* [REQUIREMENT]: Show every line in the rows below that contains the string "lighthouse".

____

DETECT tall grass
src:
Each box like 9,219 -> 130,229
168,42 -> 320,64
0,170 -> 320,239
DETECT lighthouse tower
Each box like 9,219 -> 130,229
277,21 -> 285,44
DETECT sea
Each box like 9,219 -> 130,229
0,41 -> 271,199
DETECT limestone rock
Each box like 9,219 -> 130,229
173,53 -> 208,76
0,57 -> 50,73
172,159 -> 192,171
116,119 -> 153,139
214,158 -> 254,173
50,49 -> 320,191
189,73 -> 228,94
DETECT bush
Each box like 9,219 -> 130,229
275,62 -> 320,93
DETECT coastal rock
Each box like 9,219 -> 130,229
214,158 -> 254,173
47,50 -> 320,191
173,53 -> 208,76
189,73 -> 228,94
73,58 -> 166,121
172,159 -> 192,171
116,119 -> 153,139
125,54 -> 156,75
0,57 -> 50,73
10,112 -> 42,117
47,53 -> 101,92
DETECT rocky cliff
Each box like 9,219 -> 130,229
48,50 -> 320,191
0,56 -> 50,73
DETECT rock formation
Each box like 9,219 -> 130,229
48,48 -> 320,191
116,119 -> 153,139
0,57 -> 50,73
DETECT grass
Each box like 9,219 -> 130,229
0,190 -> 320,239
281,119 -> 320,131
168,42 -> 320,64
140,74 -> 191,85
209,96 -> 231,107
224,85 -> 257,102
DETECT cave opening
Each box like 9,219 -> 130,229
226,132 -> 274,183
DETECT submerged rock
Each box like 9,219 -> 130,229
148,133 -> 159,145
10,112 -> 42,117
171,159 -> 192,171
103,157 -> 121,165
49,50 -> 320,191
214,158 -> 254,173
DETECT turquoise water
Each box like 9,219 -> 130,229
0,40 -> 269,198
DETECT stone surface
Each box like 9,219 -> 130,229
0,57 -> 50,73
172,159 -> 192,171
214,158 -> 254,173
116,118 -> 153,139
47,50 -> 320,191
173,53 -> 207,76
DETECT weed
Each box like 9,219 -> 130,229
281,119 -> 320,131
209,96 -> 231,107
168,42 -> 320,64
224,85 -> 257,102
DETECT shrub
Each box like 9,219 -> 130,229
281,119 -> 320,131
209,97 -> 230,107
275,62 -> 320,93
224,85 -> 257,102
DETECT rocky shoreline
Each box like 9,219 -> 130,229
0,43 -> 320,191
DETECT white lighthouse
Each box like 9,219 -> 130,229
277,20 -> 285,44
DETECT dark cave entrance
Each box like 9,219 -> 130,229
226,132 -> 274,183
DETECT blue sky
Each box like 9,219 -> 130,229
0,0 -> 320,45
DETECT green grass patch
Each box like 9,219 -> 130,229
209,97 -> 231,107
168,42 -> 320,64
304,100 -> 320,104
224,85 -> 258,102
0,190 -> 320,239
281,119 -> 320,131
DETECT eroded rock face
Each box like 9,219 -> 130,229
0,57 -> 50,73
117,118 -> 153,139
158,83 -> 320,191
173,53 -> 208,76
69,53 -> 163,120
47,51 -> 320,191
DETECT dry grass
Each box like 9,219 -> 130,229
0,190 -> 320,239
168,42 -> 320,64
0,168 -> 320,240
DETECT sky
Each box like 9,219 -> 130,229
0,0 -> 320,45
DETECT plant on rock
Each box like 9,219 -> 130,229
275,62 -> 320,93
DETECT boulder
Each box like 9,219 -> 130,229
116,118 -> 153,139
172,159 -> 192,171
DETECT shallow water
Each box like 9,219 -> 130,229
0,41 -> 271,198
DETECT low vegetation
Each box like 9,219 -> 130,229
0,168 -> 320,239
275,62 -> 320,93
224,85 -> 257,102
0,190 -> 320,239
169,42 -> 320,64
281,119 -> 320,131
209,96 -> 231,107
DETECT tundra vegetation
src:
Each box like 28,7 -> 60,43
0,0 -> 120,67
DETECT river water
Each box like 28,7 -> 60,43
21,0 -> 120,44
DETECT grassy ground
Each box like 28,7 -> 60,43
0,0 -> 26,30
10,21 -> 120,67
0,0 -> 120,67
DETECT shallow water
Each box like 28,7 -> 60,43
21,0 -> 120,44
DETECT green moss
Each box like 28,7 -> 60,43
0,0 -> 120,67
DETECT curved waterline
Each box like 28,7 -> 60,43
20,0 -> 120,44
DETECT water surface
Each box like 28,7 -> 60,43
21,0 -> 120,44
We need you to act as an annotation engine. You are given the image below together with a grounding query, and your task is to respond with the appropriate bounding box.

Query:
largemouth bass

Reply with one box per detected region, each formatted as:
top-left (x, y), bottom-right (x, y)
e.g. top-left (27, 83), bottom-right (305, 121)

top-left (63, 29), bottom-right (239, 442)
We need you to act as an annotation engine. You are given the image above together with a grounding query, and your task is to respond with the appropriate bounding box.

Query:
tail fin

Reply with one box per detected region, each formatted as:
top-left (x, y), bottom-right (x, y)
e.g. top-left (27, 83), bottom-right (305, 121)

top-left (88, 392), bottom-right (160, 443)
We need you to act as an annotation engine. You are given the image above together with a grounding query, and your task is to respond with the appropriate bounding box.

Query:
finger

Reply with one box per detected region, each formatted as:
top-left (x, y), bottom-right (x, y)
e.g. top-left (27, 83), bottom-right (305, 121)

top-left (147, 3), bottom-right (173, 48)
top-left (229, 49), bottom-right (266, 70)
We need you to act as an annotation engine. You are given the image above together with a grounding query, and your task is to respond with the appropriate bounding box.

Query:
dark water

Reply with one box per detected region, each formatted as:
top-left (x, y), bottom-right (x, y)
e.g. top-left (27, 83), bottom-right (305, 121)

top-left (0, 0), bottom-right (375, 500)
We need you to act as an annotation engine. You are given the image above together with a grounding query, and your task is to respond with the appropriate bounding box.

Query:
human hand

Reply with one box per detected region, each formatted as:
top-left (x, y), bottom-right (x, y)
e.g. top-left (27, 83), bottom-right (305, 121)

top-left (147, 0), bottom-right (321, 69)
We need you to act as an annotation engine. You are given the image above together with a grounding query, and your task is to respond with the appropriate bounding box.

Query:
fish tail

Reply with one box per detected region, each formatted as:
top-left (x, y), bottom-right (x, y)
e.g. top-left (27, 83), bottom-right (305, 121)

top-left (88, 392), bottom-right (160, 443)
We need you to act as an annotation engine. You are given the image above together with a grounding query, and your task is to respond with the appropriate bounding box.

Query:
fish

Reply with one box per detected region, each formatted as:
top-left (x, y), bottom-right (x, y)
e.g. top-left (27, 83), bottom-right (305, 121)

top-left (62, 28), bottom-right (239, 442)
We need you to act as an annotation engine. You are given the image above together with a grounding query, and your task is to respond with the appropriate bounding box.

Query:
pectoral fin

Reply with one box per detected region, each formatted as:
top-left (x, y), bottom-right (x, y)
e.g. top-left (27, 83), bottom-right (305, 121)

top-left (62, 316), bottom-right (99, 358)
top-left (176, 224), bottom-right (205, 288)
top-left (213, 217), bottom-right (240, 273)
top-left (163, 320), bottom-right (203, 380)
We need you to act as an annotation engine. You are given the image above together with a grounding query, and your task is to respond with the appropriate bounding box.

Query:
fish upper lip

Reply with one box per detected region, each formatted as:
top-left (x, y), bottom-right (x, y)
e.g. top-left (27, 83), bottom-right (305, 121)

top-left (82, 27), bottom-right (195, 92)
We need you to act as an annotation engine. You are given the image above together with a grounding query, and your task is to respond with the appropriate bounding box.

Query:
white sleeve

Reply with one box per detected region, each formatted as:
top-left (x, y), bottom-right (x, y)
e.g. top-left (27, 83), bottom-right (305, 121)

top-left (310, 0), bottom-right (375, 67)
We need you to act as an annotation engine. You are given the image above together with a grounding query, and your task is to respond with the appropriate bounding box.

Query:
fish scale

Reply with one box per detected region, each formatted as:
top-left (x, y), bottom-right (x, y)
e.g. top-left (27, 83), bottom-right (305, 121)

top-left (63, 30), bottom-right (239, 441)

____

* [TASK OUTPUT]:
DETECT lighthouse tower
DETECT white lighthouse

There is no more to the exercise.